■ **TEXTO DE LECTURA**:

Inaugurando la semana que pasé en Acapulco para la
organización del XXVII Congreso de la Federación Mexicana de Diabetes, A.C., mientras
todos observábamos la playa con esas ansias frustrantes que da el usar el agua
sólo para cuestiones higiénicas, les dije a mis compañeros que yo no iba a
tumbarme en la playa en traje de baño porque corría el riesgo de que Greenpeace
me descubriera y me devolviera al mar. Las carcajadas liberaron la presión y de
paso les demostré que no tengo ningún reparo en reírme de mí mismo.
Los especialistas en risoterapia aseguran que la risa ayuda
a curar las enfermedades. Esto, evidentemente, es falso, no obstante, la risa
sí ayuda a limpiar, un poco, el alma. Es una droga.
Mi hermano y ex bajista Xabi Belmont me platicaba un día
que, ocasionalmente, antes de dormir, le gusta echarse a ver alguna película
infantil. Le copié el gusto y descubrí que es mejor eso que tirarte en la cama
después de ver, digamos, The Blair Witch Project
o algún festín balístico de Tarantino.
Sin embargo, reír tiene sus ventajas en la vida diaria. Sobre
todo reírse de uno mismo.

■ **BLOQUE DE DATOS**:

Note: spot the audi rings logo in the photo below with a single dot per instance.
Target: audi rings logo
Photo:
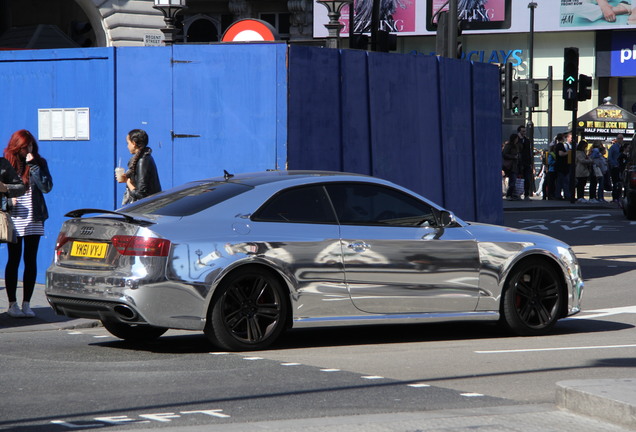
(84, 231)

■ **APLICA LO LEÍDO**:
**1)** Según el texto sobre la risa, ¿con qué propósito se pasó una semana en Acapulco?
**2)** Prosigue el texto sobre la risa a partir de su última oración.

■ **RESPUESTAS ESCRITAS**:
**1)** Para la organización del XXVII Congreso de la Federación Mexicana de Diabetes, A.C.

**2)**
Hace unos años asistí a una clase del médico de la risa
Patch Adams y tuve la oportunidad de platicar un poco con él y me señaló que,
si bien la risa no deshace los nódulos, sí te ayuda a llevar ese trance de
forma más relajada. Ahí se basa su teoría. Me dijo: “La felicidad no es una
recompensa sino una elección; no se trata de ser feliz porque te curaste de una
enfermedad sino ser feliz siempre. Todo en esta vida, desde que nos levantamos, es elección:
¿qué voy a ponerme?, ¿cómo va a ser el día de hoy? La felicidad es un estado
del ser en el cual la celebración de la vida es obvia por las acciones; pero
debe ser por dentro y por fuera, que se note, que la gente descubra que son
felices”.
Si bien Adams es un romántico en ese sentido, aun cuando los
paladines de la superchería hayan abusado de dicha teoría, lo cierto es que
reír hace bien, sobre todo, insisto, reírse de uno mismo.
Si algo he aprendido en mis casi 41 años de edad, gracias a
la eterna convivencia con amigos que son unos verdaderos cábulas (todos en mi
vida), es lo importante que resulta la risa en cualquier clase de reunión, ya
sea en la esquina bajando unas cervezas o en un velorio. Recuerdo bien que
cuando se agotaba la burla hacia alguno del clan y caíamos en ese silencio
incómodo que brota después de la risa agotada, profería alguna burla contra mí
mismo: mi estatura, mi complexión robusta, etcétera. Cualquier cosa que los
hiciera reír.
Durante mi paso por la universidad salí con una chica muy
guapa y extravagante en su forma de vestir que me decía: “si con mis ropas le arranco
una risa a alguien, ya hice mi buena obra del día”. Acto seguido fuimos a una
tienda de abarrotes y entró exigiendo un “abarrote grande para llevar, por
favor”. El dependiente lloró de risa mientras yo trataba de esconder mis
carcajadas detrás del anaquel de Tía Rosa. Debió ser un anaquel muy pequeño,
aunque, por mi estatura, me habría bastado con hacerme bolita.
No me molesta provocar risa. “Órale, me toca, denme con todo”,
les digo y disfruto la cábula, y no sólo eso sino la fomento y me río al
parejo.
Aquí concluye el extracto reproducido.